(Some items)

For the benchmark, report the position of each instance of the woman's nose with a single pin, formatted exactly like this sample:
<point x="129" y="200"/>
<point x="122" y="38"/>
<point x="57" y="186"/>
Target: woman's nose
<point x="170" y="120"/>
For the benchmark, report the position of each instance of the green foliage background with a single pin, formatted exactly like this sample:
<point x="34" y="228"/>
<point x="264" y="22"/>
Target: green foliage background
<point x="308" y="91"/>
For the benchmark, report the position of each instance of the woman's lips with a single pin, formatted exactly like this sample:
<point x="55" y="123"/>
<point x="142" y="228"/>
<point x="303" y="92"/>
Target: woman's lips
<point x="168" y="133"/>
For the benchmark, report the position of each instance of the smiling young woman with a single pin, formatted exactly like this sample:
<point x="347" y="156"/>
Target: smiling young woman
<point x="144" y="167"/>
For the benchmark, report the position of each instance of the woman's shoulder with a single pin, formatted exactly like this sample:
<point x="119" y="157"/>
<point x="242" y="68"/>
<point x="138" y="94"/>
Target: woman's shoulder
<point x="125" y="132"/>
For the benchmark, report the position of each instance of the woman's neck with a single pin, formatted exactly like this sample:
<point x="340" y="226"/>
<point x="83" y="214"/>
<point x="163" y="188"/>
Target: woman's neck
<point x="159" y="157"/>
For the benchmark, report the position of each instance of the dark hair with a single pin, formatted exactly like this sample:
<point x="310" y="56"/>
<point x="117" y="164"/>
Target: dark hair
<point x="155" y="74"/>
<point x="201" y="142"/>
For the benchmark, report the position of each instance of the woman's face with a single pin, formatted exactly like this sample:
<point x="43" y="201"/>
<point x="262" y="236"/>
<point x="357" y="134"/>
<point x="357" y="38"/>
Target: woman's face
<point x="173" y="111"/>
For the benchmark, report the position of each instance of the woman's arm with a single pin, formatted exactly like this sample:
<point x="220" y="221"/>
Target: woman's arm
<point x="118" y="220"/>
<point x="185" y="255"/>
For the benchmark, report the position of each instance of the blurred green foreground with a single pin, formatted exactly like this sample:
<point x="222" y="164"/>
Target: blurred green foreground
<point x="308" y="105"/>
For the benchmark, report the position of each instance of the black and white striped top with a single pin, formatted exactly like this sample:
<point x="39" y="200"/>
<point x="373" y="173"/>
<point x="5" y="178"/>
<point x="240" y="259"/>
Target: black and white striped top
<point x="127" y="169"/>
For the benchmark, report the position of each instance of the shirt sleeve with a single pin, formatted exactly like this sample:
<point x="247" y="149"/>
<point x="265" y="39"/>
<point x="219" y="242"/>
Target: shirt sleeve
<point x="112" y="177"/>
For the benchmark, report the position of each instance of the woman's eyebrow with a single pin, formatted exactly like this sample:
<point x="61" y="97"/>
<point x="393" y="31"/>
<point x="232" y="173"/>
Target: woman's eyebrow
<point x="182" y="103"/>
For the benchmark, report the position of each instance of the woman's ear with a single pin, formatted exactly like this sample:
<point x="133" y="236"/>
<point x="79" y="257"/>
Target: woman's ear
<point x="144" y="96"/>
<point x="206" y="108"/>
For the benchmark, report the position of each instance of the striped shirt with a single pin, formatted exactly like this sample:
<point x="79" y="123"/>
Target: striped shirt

Work required.
Can you return all of the items above word for word, changing nothing?

Solution to the problem.
For the benchmark, report the position of each instance of the woman's nose with a single pin, formatted exactly like this sample:
<point x="129" y="200"/>
<point x="122" y="38"/>
<point x="57" y="186"/>
Target: woman's nose
<point x="170" y="120"/>
For the benchmark, report the position of each instance of the green foliage background with a single pin, formatted exactly like this sample:
<point x="34" y="228"/>
<point x="264" y="22"/>
Target: green foliage background
<point x="308" y="91"/>
For the benchmark, report the position of each instance of the woman's lips with a single pin, formatted exactly like this sample:
<point x="55" y="123"/>
<point x="142" y="228"/>
<point x="303" y="92"/>
Target: woman's lips
<point x="168" y="133"/>
For the benchmark, report the position of each instance of the smiling young woman with a single pin, formatted exactly like this sample:
<point x="347" y="156"/>
Target: smiling young woman
<point x="144" y="167"/>
For the benchmark, report the position of each instance of the woman's shoulder with a single pin, formatted exactly like this sample:
<point x="119" y="157"/>
<point x="242" y="68"/>
<point x="138" y="94"/>
Target: woman's shoulder
<point x="125" y="132"/>
For the benchmark, report the position of each instance of the woman's neck with a single pin, formatted exactly like this sample:
<point x="340" y="226"/>
<point x="83" y="214"/>
<point x="163" y="188"/>
Target: woman's neck
<point x="159" y="157"/>
For the benchmark, report the position of each instance of the dark hair with a single pin, formatted exactly like this sample:
<point x="310" y="56"/>
<point x="117" y="164"/>
Target: dark hair
<point x="155" y="74"/>
<point x="201" y="142"/>
For the benchmark, report the position of each instance of the woman's face with a single pin, formatted exactly like this sample:
<point x="43" y="201"/>
<point x="262" y="236"/>
<point x="357" y="134"/>
<point x="357" y="38"/>
Target: woman's face
<point x="173" y="111"/>
For the benchmark, report the position of each instance of the woman's arm with a single pin, formatted exactly like this sample:
<point x="220" y="221"/>
Target: woman's arm
<point x="118" y="220"/>
<point x="185" y="255"/>
For the benchmark, report the position of each instance of the blurred green foreground with a single pin, formatted exactly like this sample:
<point x="222" y="164"/>
Target: blurred green foreground
<point x="308" y="105"/>
For the benchmark, report the position of each instance of the black and white striped top with a single pin, formatted exactly like this sample:
<point x="39" y="200"/>
<point x="373" y="173"/>
<point x="5" y="178"/>
<point x="240" y="259"/>
Target: black and white striped top
<point x="127" y="169"/>
For the benchmark, report the position of each instance of the shirt sleeve with a single pin, formatted exactly like this sample:
<point x="247" y="149"/>
<point x="265" y="39"/>
<point x="219" y="242"/>
Target: shirt sleeve
<point x="112" y="177"/>
For the benchmark, report the position of each instance of the woman's eyebrow with a single pin, formatted exactly like this sample:
<point x="61" y="97"/>
<point x="393" y="31"/>
<point x="232" y="173"/>
Target: woman's eyebrow
<point x="182" y="103"/>
For the benchmark, report the position of each instance of the woman's ear with a single pin, formatted exactly like this sample:
<point x="133" y="236"/>
<point x="79" y="257"/>
Target: woman's ear
<point x="144" y="96"/>
<point x="206" y="108"/>
For the benchmark, report the position of each instance of the striped shirt with a single pin, formatted exactly like this sample:
<point x="79" y="123"/>
Target: striped shirt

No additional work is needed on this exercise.